ÉNONCÉ A
Relevez dans l'extrait du texte toutes les caractéristiques que les experts attribuent aux soins.
ÉNONCÉ B
D'après l'extrait du texte, pourquoi la réponse sur les conditions d'internement en HP reste-t-elle imprécise ? Répondez en une à trois phrases.

𝟕) 𝐂𝐨𝐦𝐛𝐢𝐞𝐧 𝐝𝐞 𝐭𝐞𝐦𝐩𝐬 𝐥𝐞 𝐦𝐞𝐮𝐫𝐭𝐫𝐢𝐞𝐫 𝐬𝐞𝐫𝐚-𝐭-𝐢𝐥 𝐢𝐧𝐭𝐞𝐫𝐧𝐞́ 𝐝’𝐨𝐟𝐟𝐢𝐜𝐞 𝐞𝐧 𝐇𝐨𝐩𝐢𝐭𝐚𝐥 𝐏𝐬𝐲𝐜𝐡𝐢𝐚𝐭𝐫𝐢𝐪𝐮𝐞 ? 𝐐𝐮𝐞𝐥𝐥𝐞𝐬 𝐬𝐨𝐧𝐭 𝐥𝐞𝐬 𝐜𝐨𝐧𝐝𝐢𝐭𝐢𝐨𝐧𝐬 𝐝’𝐢𝐧𝐭𝐞𝐫𝐧𝐞𝐦𝐞𝐧𝐭 𝐞𝐧 𝐇𝐏 ?
Sur le premier point, comme déjà indiqué, les experts indiquent que les soins seront longs et délicats, et leur issue incertaine.
Il faudra attendre des années pour envisager des sorties temporaires, puis une sortie définitive.
La question est aujourd’hui entre les mains des médecins qui le soignent en HP.
Concernant les conditions d’internement en HP, je n’ai pas les compétences pour répondre précisément. Il semble, d’après les rapports rendus à ce sujet qu’elles soient indignes d’un Etat comme le nôtre.

INFORMATIONS EXTRAITES
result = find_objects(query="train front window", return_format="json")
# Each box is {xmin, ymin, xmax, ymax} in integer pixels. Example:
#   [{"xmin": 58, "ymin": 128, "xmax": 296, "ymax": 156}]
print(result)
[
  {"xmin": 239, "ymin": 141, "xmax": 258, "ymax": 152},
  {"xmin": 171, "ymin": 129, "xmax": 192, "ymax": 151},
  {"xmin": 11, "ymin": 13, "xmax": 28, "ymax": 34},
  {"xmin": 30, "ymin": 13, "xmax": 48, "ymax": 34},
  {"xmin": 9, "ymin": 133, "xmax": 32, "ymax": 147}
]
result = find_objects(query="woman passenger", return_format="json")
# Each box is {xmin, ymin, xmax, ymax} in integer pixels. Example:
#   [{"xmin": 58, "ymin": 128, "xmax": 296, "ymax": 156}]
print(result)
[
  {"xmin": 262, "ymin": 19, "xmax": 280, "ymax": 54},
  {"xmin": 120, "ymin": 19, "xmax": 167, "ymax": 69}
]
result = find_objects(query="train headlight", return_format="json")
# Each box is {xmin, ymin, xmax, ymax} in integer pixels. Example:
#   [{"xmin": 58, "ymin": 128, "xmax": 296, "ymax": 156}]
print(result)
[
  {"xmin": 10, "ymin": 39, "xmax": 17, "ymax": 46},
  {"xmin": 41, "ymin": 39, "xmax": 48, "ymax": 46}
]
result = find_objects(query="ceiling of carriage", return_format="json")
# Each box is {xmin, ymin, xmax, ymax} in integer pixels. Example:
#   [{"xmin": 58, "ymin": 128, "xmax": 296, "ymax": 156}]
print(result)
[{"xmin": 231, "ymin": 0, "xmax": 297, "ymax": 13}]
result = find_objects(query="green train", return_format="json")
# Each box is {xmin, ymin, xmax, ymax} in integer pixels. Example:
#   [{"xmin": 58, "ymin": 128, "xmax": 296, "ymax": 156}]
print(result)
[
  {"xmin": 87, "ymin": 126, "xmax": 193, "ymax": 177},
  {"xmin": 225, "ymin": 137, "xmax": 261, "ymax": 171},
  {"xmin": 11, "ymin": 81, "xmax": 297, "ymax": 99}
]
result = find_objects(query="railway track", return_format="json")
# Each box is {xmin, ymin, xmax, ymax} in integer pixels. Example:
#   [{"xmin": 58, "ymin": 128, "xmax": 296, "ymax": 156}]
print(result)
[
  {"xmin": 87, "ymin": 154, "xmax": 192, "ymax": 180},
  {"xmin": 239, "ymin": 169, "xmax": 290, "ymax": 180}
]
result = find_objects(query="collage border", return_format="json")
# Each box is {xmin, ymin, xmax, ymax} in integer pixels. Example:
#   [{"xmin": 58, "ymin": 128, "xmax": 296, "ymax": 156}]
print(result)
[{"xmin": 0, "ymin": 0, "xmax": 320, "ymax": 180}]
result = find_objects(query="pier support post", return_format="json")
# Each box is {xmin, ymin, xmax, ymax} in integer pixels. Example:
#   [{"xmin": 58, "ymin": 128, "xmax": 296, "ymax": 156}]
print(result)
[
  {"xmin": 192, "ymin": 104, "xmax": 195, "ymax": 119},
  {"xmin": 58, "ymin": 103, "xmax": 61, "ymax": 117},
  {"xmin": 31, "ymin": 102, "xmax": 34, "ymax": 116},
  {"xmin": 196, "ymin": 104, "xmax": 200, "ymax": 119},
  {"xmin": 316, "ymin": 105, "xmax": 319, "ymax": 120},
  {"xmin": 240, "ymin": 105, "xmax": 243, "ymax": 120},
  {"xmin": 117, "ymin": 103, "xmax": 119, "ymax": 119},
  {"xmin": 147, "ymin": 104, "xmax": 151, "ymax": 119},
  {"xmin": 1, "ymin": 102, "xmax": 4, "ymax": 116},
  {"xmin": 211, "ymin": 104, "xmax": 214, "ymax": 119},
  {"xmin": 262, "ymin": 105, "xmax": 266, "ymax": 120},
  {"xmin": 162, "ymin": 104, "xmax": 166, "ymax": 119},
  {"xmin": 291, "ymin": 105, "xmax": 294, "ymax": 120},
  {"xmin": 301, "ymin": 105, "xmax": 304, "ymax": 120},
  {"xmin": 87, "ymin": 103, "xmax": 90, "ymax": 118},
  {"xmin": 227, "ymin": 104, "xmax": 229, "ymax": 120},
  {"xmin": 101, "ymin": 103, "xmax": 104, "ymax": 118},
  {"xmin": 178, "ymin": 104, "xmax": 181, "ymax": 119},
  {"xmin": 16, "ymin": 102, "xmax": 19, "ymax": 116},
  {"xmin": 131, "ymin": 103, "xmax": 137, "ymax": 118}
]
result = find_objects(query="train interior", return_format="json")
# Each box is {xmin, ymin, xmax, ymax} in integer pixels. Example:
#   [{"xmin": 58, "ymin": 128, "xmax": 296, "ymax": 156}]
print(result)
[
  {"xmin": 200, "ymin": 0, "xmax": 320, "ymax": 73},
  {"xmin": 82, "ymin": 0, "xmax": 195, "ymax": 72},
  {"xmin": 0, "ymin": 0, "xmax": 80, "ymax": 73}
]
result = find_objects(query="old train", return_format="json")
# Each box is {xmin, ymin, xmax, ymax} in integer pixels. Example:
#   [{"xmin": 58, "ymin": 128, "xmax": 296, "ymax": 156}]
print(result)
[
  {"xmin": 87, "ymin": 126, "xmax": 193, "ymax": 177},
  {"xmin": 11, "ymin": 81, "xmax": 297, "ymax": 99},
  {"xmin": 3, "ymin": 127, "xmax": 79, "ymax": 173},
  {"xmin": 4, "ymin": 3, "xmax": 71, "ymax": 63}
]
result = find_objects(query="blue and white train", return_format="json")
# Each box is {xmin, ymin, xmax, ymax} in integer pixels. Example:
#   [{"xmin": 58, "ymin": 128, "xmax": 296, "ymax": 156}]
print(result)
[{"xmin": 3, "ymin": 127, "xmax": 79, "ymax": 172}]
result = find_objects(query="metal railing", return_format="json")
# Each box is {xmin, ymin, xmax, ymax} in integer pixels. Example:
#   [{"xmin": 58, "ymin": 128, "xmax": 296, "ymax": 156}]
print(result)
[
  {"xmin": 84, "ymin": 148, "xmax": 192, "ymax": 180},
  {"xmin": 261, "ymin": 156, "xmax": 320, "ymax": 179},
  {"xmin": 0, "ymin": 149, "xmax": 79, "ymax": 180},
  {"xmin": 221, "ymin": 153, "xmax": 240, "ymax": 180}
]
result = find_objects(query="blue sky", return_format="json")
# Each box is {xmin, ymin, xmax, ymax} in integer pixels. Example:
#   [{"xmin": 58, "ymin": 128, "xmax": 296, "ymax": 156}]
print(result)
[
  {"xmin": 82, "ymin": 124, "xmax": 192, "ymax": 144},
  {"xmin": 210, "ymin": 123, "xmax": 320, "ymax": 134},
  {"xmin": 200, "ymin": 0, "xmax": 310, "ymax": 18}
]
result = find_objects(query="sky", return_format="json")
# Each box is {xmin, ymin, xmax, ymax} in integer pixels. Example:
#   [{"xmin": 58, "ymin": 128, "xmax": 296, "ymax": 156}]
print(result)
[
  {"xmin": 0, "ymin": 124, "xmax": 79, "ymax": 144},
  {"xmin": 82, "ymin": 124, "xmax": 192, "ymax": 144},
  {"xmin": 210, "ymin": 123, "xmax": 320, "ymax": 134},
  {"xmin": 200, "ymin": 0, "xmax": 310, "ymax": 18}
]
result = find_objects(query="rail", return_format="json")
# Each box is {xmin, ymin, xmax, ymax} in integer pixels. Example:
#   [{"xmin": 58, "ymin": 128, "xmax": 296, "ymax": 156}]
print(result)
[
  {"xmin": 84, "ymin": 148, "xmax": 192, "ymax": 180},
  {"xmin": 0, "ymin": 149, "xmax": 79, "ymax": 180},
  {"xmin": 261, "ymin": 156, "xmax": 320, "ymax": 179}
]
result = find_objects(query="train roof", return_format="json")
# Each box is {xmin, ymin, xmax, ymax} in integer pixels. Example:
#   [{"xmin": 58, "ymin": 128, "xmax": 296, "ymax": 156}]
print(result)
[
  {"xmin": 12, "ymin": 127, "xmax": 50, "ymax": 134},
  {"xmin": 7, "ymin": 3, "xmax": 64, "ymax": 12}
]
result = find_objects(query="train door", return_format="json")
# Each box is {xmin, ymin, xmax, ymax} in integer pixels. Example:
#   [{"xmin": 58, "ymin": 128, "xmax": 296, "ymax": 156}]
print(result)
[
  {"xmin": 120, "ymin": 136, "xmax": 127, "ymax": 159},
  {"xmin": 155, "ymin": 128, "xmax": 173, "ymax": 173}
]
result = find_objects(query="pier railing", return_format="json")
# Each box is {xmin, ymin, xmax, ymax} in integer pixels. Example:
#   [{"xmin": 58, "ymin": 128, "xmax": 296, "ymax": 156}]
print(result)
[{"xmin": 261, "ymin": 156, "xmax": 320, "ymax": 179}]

RÉPONSE A
Les soins seront longs, délicats, et leur issue est incertaine.

RÉPONSE B
La personne qui répond déclare ne pas avoir les compétences pour répondre précisément à cette question. Elle se limite donc à ce qui ressort des rapports rendus à ce sujet, selon lesquels ces conditions seraient indignes d'un État comme le nôtre.